◆ Aim ◆
Could you repeat every one of the lines below word for word, leaving out the pictures?
· · · · ·
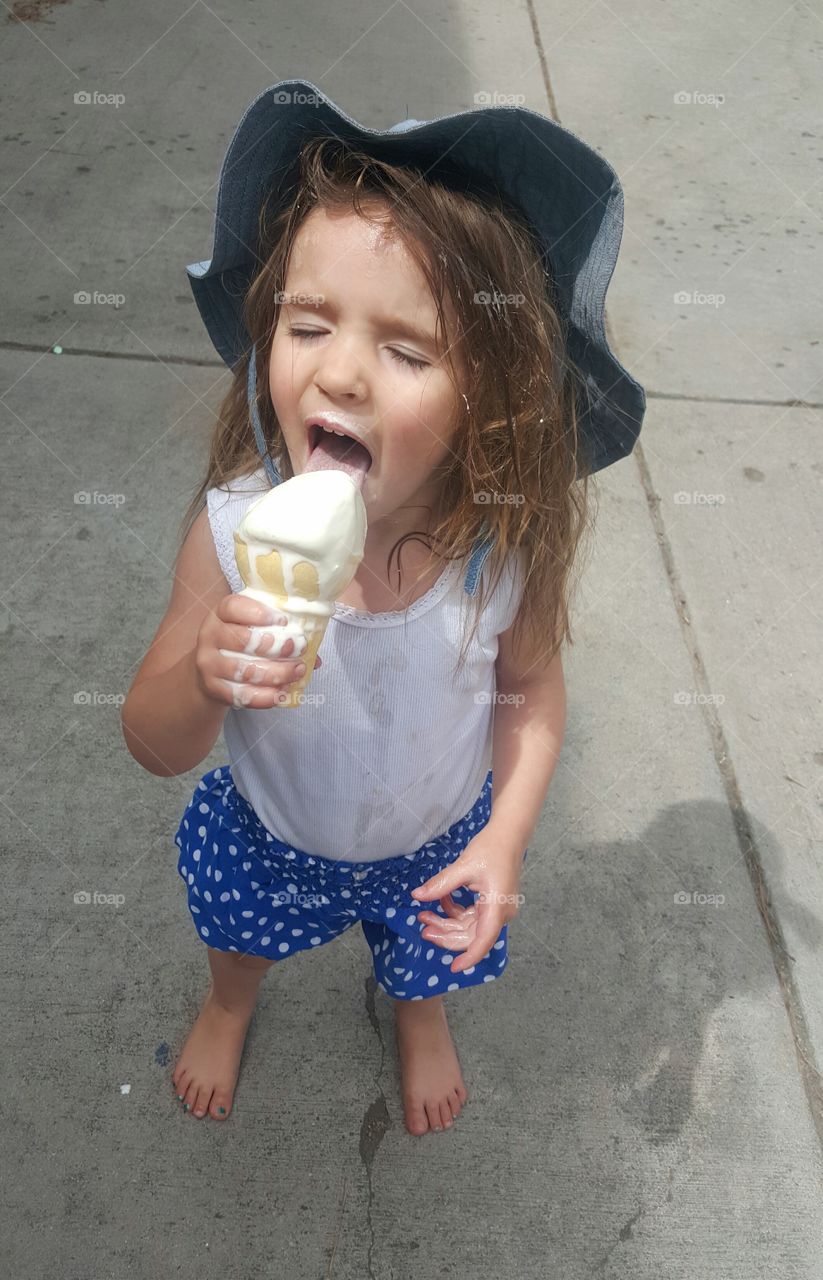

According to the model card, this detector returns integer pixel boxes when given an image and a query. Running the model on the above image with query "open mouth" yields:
[306,422,372,484]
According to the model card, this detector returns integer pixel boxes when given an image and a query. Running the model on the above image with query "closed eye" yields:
[288,325,429,369]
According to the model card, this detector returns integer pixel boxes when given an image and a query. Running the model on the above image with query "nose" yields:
[315,334,366,399]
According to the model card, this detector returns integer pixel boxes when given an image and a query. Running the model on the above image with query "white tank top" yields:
[206,467,522,863]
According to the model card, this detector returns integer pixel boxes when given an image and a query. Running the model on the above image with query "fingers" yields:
[449,913,506,973]
[211,649,306,689]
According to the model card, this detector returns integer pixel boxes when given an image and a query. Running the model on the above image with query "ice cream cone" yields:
[226,470,366,708]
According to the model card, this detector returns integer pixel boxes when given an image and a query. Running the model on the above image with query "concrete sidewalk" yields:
[0,0,823,1280]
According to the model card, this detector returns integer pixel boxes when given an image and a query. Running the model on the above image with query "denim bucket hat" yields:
[186,81,645,595]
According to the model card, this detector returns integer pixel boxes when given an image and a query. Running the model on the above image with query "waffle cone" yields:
[276,618,329,709]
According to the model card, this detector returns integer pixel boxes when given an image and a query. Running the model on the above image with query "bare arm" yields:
[122,508,313,777]
[486,630,566,856]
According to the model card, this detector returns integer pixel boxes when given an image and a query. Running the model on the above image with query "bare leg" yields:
[393,996,468,1135]
[172,947,274,1120]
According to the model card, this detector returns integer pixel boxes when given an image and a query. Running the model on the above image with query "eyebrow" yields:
[280,289,440,351]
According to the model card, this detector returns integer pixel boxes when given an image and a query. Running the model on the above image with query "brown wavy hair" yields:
[180,137,593,673]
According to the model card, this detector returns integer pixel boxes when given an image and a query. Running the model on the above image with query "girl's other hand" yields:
[195,595,323,709]
[412,828,523,973]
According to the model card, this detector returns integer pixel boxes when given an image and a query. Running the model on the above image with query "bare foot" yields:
[172,987,253,1120]
[394,996,468,1135]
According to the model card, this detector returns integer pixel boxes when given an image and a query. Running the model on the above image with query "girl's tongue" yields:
[305,431,371,489]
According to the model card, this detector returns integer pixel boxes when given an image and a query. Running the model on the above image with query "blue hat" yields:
[187,81,645,594]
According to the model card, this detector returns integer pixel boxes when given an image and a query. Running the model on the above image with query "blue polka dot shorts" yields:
[174,765,524,1000]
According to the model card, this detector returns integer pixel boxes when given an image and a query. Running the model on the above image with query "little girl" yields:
[123,81,644,1134]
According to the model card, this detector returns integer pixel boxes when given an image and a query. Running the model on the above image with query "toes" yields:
[178,1080,197,1112]
[406,1102,429,1138]
[426,1102,443,1130]
[209,1091,232,1120]
[192,1087,211,1120]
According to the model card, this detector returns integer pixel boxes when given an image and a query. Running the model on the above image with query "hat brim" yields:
[187,81,645,471]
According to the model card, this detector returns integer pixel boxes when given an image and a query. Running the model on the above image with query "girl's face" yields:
[269,207,462,548]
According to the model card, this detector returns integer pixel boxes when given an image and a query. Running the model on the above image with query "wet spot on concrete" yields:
[6,0,68,22]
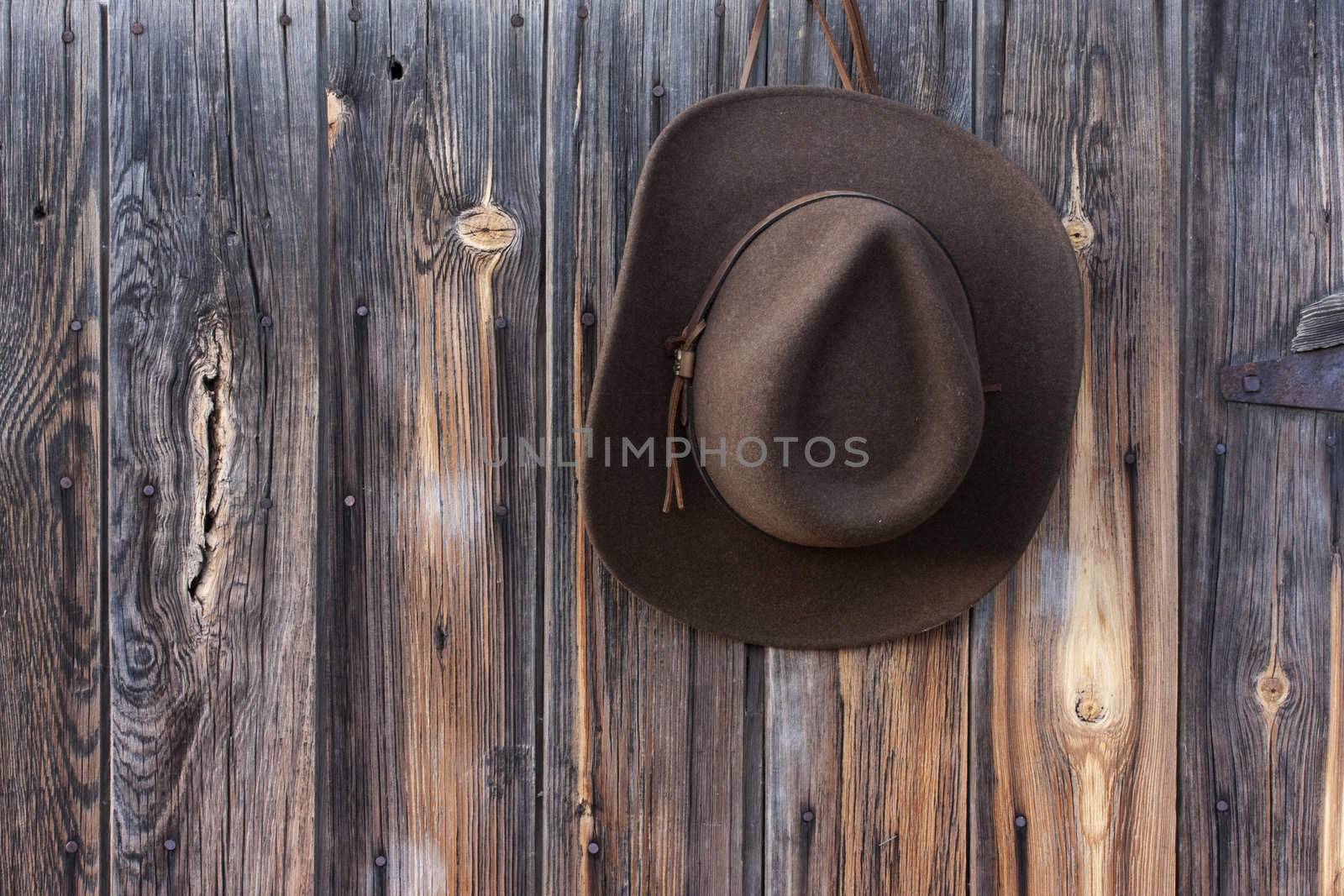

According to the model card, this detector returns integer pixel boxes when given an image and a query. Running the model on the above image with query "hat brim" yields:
[578,87,1084,647]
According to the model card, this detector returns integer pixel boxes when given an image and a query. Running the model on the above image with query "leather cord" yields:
[663,190,891,513]
[738,0,880,94]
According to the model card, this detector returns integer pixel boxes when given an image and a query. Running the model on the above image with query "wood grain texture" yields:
[764,0,973,896]
[1180,0,1344,894]
[318,0,544,896]
[0,2,103,893]
[542,0,761,894]
[108,0,321,893]
[972,2,1181,896]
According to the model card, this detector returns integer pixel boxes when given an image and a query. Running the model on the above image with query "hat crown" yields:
[690,195,984,547]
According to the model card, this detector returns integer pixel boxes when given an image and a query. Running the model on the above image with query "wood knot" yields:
[457,206,517,253]
[1064,215,1097,253]
[1255,674,1288,710]
[1074,690,1106,726]
[327,90,351,152]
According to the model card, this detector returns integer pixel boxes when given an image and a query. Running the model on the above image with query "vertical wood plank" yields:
[108,0,321,893]
[1179,0,1344,894]
[0,0,105,894]
[764,0,973,896]
[318,0,544,896]
[972,0,1183,894]
[542,0,761,894]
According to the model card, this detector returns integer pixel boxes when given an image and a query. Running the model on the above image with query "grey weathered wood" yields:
[1179,0,1344,893]
[970,2,1183,896]
[107,0,323,893]
[764,0,972,896]
[318,0,546,896]
[540,0,759,893]
[0,0,105,893]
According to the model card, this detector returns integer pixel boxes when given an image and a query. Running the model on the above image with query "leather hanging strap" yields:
[738,0,879,94]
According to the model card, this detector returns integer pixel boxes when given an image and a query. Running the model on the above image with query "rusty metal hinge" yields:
[1221,345,1344,411]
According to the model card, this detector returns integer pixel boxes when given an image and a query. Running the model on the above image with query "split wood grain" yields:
[542,0,761,896]
[108,0,321,893]
[1180,0,1344,894]
[0,0,105,893]
[970,3,1183,896]
[764,0,973,896]
[318,0,546,896]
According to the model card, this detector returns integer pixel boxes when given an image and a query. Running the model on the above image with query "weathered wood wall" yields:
[0,0,1344,896]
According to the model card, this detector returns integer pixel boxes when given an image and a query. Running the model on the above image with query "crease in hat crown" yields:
[669,192,984,548]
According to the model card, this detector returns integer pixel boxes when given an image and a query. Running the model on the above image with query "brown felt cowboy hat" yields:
[580,0,1082,647]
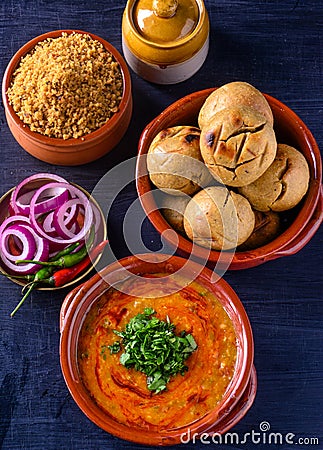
· · · · ·
◆ Solution to this problem ◆
According to the model card, this detector returns integer pixel boxes when given an image and a query. Running the model on the above image with query "open mouth" yields:
[306,422,372,484]
According to the model card, this detector returns integer pixel boxes when given an image and a query. Running the model on the above image with query "closed eye" yields:
[288,325,429,369]
According to the model card, this detector returns integer pixel boxes when given an image and a query. Running the model on the above image with query "nose" yields:
[315,334,366,399]
According to the model card, this detector returns integer pixel boxes when given an image and a query. Running the model on the above image with query "white tank top" yields:
[206,467,522,863]
According to the model card, this detector returns integer pixel boxes when given an image and a query. Running the model on the above image with query "fingers" yields:
[449,913,506,973]
[211,649,306,689]
According to the model card, this detector returns integer pixel boxes when given an image and a query. Running the model on the above image with query "ice cream cone" yields:
[226,470,366,708]
According to the model card, this detector returns integer pixel boxes when given an image and a query. Running the model on the above image with query "concrete sidewalk" yields:
[0,0,823,1280]
According to the model card, this detector returns integer pixel boxes when given an image and a query. Running the model on the above image with query "denim bucket hat" yields:
[186,81,645,595]
According to the model card, this detector returns integer pixel boxes when given an image and a query. Running the model on the above image with query "waffle cone" yields:
[276,618,329,709]
According to the model card, this detector returns integer pixel boxes when given an image and a query. Running the model on the above image with query "bare arm" yields:
[122,508,313,777]
[486,630,566,856]
According to the model card, this detector returns integer pixel boxes when given an image and a query. Running the model on the above image with query "bare leg" yields:
[393,996,468,1135]
[172,947,274,1120]
According to the model card, this detector returns integer pixel boxes when given an image and a query. Running the model on the above image with query "eyebrow" yields:
[280,289,440,351]
According to the model card, this detector returns integer pixel boxes when given an image and a query. Running the model on the above image with query "brown wavy hair" yields:
[180,137,593,673]
According to the model card, this detector returns integer pixel boxes when given an image and a query. Running the model on the above image with query "girl's other hand" yields:
[195,595,323,709]
[412,828,523,973]
According to the model card, this detector returns integer pixel boxes when given an image and a query. Running the model on the above image with query "bare foot" yields:
[172,987,253,1120]
[394,996,468,1135]
According to the model card, this detector returns integer pixel boxes when given an image and a query. Running the model on the above image with query "girl's tongue" yields:
[305,431,371,489]
According to the model card, this detector returns integer pixel boxes when given an image and a query. Running the model on the above image with query "blue hat" yields:
[187,81,645,594]
According to the model card, this detector returns integer pixel boxes when given an image and a query. Running the model on the above image with query "blue polka dot shorts" yields:
[174,765,524,1000]
According to the model card, this detector returns integer pixel boxes when given an image and a query. Running the model on the above image with query "little girl" yields:
[123,81,644,1134]
According to the model card, this detector returns integer pixel boxes when given an image and a query. Running the model on the above image with query "toes" yields:
[178,1080,197,1112]
[406,1102,429,1138]
[426,1102,443,1130]
[209,1091,232,1120]
[192,1087,211,1120]
According to the model card, this detector returns integer pixel boxes when given an image and a query. Running the model on the above image with query "hat brim" yields:
[187,81,645,471]
According to the model card, this detector returns integer pixel boxes when given an image and a query. Running the model on the above image with query "girl's face" yields:
[269,207,462,548]
According to the model card, this detector returns integer pixel boxes when given an image and a query. Running the model on the above image with query "wet spot on concrete" yields:
[6,0,68,22]

According to the model card, this detector returns integer pixel boxes when given an image and a query. Running the model on the above image with query "hat brim" yields:
[578,87,1084,647]
According to the model card, this detector returns integer pixel boxes when given an image and a query. Running the model on the above image with query "leather cord" yields:
[663,190,891,513]
[738,0,880,94]
According to the model card, this detector returns integer pixel boxes when given an image and a query. Running the model on the above image with query "wood grain texture" yields:
[764,0,973,896]
[1180,0,1344,894]
[318,0,544,896]
[0,2,103,893]
[542,0,761,894]
[108,0,321,893]
[972,2,1181,896]
According to the model card, this detector returns integer pixel boxes when given an image and a query. Running the model on the above image with query "hat crown" yields:
[690,195,984,547]
According to the model card, this detector returns integer pixel boxes when given an image and a query. Running the model on the above image with query "wood knot" yields:
[457,206,517,253]
[1064,215,1097,253]
[1255,674,1288,710]
[1074,690,1106,726]
[327,90,351,152]
According to the model card, this detector returns integer pixel boxes when given an image and a query. Running the model on the above image with query "vertical wood plank" yields:
[108,0,321,893]
[1179,0,1344,894]
[0,0,105,894]
[764,0,973,896]
[318,0,544,896]
[972,0,1183,894]
[542,0,761,894]
According to the model card, this detector returns integer pixel boxes when given an image and a query. Running the model on the above image with query "grey weathered wood" yields:
[1179,0,1344,893]
[970,2,1183,896]
[107,0,323,893]
[764,0,972,896]
[318,0,546,896]
[540,0,759,893]
[0,0,105,893]
According to the model card, this detector returns integer pixel boxes when given an image and a query. Running the model on the above image with query "leather hanging strap" yields:
[738,0,879,94]
According to the model card, this detector returns integer pixel boxes when given an image and a query. Running the model on the above image with query "rusty metal hinge" yields:
[1221,345,1344,411]
According to the model card, this detector returns integer pixel boxes when given an image and a query. Running the model on the above image with query "split wood grain" yields:
[542,0,761,896]
[108,0,321,893]
[1180,0,1344,894]
[0,0,105,893]
[970,3,1183,896]
[764,0,973,896]
[318,0,546,896]
According to the model card, this detector returns integer pixel boxes when given an image and a query. Running the model on the above image with query "weathered wood wall" yields:
[0,0,1344,896]
According to the model card, this detector returns integer pixel boxes when given an image and a query. Running the model on the above image with query "crease in hat crown" yields:
[669,192,984,548]
According to the model card, this detector returns integer pixel boxes when given an image and a query. Running the model on the above image with query "brown felt cowboy hat" yields:
[580,0,1082,647]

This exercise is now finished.